# Data extracts
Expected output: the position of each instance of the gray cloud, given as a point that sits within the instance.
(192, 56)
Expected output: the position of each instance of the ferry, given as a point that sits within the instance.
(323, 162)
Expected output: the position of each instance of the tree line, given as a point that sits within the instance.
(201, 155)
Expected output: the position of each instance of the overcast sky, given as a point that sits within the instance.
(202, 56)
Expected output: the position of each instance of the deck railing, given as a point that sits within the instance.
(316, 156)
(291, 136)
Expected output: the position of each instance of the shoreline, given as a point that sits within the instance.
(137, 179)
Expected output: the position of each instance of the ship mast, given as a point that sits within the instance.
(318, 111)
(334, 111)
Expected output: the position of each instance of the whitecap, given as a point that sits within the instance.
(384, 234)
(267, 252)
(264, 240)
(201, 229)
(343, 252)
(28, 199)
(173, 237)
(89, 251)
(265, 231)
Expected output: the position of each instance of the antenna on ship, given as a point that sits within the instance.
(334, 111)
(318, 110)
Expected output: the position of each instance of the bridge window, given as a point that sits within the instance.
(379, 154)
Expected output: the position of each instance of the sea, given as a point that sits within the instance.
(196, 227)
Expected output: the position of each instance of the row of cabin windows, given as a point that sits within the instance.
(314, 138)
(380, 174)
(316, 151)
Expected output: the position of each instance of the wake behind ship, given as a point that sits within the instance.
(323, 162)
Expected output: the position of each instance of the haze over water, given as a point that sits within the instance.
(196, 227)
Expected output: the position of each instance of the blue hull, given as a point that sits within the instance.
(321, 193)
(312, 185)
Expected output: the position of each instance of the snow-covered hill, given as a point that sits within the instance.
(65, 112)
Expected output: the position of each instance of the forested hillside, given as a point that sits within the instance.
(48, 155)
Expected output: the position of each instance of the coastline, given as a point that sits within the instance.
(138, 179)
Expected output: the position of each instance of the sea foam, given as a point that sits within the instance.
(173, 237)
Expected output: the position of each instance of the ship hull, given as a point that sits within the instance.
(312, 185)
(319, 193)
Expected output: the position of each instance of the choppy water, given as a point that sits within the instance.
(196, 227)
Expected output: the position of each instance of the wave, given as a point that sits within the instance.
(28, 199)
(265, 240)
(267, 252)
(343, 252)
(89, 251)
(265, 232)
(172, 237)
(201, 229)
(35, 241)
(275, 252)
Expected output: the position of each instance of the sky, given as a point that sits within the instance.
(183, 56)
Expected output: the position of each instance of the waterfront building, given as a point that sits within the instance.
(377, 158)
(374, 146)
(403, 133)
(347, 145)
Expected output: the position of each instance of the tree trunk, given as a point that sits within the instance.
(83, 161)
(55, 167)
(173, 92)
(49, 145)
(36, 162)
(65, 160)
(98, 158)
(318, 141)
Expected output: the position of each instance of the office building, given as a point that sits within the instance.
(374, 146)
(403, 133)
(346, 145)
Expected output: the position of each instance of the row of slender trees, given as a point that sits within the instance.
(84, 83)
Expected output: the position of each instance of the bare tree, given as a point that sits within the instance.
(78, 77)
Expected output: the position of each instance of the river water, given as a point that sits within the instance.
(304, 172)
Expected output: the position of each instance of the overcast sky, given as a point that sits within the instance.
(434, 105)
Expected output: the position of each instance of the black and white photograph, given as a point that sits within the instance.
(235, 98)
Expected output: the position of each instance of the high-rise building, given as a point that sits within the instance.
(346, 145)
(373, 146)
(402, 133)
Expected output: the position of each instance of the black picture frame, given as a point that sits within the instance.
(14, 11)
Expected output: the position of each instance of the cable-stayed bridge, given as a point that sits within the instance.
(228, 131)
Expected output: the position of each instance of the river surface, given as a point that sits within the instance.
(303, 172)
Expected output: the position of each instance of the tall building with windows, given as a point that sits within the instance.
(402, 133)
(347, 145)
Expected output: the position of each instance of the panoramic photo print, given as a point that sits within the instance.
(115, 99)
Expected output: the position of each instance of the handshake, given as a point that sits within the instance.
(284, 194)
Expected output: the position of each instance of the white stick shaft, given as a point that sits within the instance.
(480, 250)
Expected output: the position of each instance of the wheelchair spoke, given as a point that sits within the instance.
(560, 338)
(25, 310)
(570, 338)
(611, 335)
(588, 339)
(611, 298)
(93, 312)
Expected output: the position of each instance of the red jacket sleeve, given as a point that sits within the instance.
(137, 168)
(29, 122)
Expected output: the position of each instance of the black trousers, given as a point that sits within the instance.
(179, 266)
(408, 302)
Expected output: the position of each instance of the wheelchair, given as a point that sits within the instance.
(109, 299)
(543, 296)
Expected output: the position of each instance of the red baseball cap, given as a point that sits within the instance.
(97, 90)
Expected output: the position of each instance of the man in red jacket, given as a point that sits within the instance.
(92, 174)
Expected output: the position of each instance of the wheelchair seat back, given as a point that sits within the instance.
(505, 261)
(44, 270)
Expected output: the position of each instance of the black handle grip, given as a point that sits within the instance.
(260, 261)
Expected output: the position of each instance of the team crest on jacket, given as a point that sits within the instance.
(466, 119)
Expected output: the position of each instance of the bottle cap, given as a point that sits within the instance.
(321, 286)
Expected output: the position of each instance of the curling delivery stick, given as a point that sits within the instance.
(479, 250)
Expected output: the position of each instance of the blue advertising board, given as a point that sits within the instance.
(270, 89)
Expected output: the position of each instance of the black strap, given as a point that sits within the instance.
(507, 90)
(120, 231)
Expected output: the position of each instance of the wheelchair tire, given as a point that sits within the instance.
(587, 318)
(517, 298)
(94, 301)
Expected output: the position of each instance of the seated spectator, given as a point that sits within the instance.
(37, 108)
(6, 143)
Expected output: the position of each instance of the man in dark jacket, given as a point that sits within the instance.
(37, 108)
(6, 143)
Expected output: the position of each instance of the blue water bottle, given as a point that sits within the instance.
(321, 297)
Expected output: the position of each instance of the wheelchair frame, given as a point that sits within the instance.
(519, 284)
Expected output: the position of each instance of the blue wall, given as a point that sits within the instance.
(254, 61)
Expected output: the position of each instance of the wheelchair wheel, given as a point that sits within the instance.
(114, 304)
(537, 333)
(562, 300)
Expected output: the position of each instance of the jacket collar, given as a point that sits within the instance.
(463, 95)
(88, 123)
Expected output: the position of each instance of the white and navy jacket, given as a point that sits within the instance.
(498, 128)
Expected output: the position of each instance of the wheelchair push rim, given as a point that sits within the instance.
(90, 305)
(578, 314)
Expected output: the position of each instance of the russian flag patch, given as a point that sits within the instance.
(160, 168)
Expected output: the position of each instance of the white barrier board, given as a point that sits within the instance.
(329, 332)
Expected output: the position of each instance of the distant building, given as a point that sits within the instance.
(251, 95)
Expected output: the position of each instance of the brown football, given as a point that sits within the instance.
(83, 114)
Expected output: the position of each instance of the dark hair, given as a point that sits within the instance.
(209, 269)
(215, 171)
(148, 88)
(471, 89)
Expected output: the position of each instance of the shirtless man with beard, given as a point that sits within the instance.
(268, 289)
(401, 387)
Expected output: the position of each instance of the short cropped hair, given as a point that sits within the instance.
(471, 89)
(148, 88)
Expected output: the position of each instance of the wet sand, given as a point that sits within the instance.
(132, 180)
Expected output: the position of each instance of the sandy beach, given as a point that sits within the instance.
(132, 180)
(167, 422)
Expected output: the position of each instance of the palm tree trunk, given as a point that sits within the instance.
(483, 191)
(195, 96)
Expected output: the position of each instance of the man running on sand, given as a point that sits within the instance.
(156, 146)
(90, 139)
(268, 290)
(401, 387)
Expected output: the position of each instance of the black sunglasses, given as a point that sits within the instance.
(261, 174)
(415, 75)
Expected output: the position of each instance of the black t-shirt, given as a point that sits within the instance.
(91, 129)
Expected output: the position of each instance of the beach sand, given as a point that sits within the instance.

# The problem
Exactly the lines from the one containing "Expected output: the position of each instance of the dark" through the end of the listing above, inclusive, are to be written out, and no others.

# Task answer
Expected output: the position of each instance of the dark hair, given as a point that sits within the instance.
(209, 269)
(215, 171)
(148, 88)
(471, 89)
Expected output: the position of each instance of the shirtless man with beard, given as a point that sits within the instance.
(268, 289)
(401, 387)
Expected output: the position of each instance of the short cropped hair, given as a point that sits within the instance.
(471, 89)
(148, 88)
Expected output: the position of each instance of the wet sand, given as a point that sits within the instance.
(132, 180)
Expected output: the position of each instance of the sandy beach, given as a point that sits within the instance.
(132, 180)
(167, 422)
Expected output: the position of each instance of the palm tree trunk, given as a point that sits within the instance.
(483, 191)
(195, 96)
Expected output: the position of each instance of the man running on sand, given as a point that sits within the instance.
(156, 146)
(90, 139)
(268, 290)
(401, 387)
Expected output: the position of each instance of the black sunglasses, given as a point that sits within the instance.
(261, 174)
(415, 75)
Expected output: the position of each instance of the black t-shirt, given as a point that sits within the instance.
(91, 129)
Expected output: the position of each instance of the beach sand, given as a point that sits within the instance.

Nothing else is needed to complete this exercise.